◆ REQUIRED TASK: Reproduce, in full, the data between the line holding "target: window" and the line holding "171 185 L 171", inclusive. Scale every coordinate in the path outlines by 0.65 and round to whole numbers with halves rounded up, leaving all other text unchanged.

---- SOURCE MATERIAL

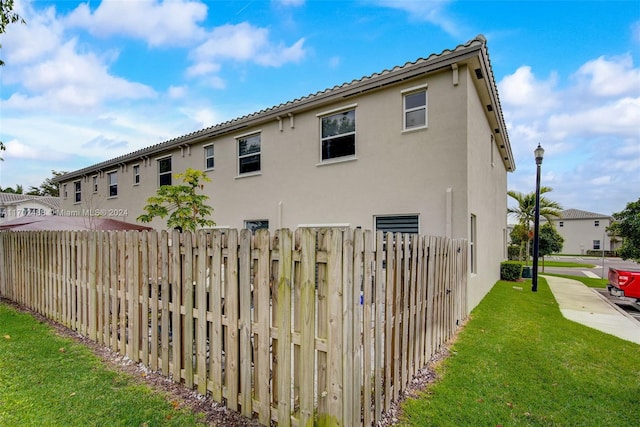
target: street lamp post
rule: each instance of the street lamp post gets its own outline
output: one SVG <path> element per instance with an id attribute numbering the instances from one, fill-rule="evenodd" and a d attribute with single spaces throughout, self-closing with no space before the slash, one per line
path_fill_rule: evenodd
<path id="1" fill-rule="evenodd" d="M 536 156 L 536 207 L 533 217 L 533 274 L 531 276 L 531 291 L 538 292 L 538 254 L 540 251 L 540 169 L 544 149 L 538 144 L 533 153 Z"/>

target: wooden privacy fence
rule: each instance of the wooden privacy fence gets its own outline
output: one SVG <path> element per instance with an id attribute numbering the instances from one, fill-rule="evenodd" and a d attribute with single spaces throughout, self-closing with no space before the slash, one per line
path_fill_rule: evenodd
<path id="1" fill-rule="evenodd" d="M 0 232 L 0 296 L 261 424 L 372 425 L 466 317 L 467 242 Z"/>

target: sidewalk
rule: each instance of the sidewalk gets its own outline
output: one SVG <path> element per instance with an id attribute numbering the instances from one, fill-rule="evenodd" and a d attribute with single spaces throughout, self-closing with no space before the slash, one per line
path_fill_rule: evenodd
<path id="1" fill-rule="evenodd" d="M 597 291 L 577 280 L 555 276 L 544 278 L 565 318 L 640 344 L 640 322 L 613 307 Z"/>

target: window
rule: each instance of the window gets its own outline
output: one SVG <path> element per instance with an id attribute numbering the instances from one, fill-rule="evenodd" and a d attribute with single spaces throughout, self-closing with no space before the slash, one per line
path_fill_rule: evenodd
<path id="1" fill-rule="evenodd" d="M 171 185 L 171 157 L 158 160 L 158 183 L 163 185 Z"/>
<path id="2" fill-rule="evenodd" d="M 269 220 L 252 219 L 244 222 L 244 228 L 251 230 L 251 234 L 255 234 L 256 230 L 269 229 Z"/>
<path id="3" fill-rule="evenodd" d="M 109 183 L 109 197 L 118 196 L 118 172 L 109 172 L 107 182 Z"/>
<path id="4" fill-rule="evenodd" d="M 80 203 L 82 201 L 82 182 L 75 181 L 73 183 L 73 193 L 75 195 L 75 202 Z"/>
<path id="5" fill-rule="evenodd" d="M 376 216 L 376 231 L 418 234 L 418 215 Z"/>
<path id="6" fill-rule="evenodd" d="M 415 129 L 427 126 L 427 91 L 404 95 L 404 128 Z"/>
<path id="7" fill-rule="evenodd" d="M 213 169 L 215 162 L 213 161 L 213 145 L 204 147 L 204 168 Z"/>
<path id="8" fill-rule="evenodd" d="M 238 175 L 260 172 L 260 134 L 238 138 Z"/>
<path id="9" fill-rule="evenodd" d="M 476 224 L 476 216 L 475 215 L 471 215 L 471 224 L 470 224 L 470 233 L 469 233 L 469 255 L 470 255 L 470 263 L 469 266 L 471 267 L 471 272 L 472 273 L 476 273 L 477 272 L 477 251 L 476 251 L 476 229 L 477 229 L 477 224 Z"/>
<path id="10" fill-rule="evenodd" d="M 322 160 L 356 155 L 356 110 L 322 117 Z"/>
<path id="11" fill-rule="evenodd" d="M 140 184 L 140 165 L 133 165 L 133 185 Z"/>

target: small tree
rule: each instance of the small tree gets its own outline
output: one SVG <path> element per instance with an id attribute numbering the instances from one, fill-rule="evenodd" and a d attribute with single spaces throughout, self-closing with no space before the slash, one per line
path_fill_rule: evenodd
<path id="1" fill-rule="evenodd" d="M 627 203 L 627 207 L 614 213 L 613 218 L 615 222 L 607 231 L 622 239 L 620 257 L 640 262 L 640 199 Z"/>
<path id="2" fill-rule="evenodd" d="M 182 179 L 183 185 L 163 185 L 157 194 L 147 199 L 146 214 L 140 215 L 140 222 L 151 222 L 159 216 L 167 220 L 168 228 L 195 231 L 198 227 L 207 227 L 216 223 L 208 219 L 213 213 L 213 208 L 205 204 L 209 196 L 197 194 L 196 190 L 204 188 L 201 181 L 210 182 L 211 179 L 202 171 L 188 168 L 183 174 L 176 174 L 177 179 Z"/>
<path id="3" fill-rule="evenodd" d="M 544 257 L 551 254 L 557 254 L 562 251 L 564 238 L 549 222 L 540 227 L 539 238 L 538 254 L 542 257 L 542 272 L 544 272 Z"/>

--------

◆ RESULT OF THIS EXERCISE:
target: window
rule: each instance of the window gets its own outline
output: one SVG <path> element per instance with an id attribute numbering the instances from one, fill-rule="evenodd" and a d attribute with single spaces throughout, self-closing with no space before the slash, one per line
path_fill_rule: evenodd
<path id="1" fill-rule="evenodd" d="M 111 120 L 111 102 L 103 104 L 103 119 L 106 120 Z"/>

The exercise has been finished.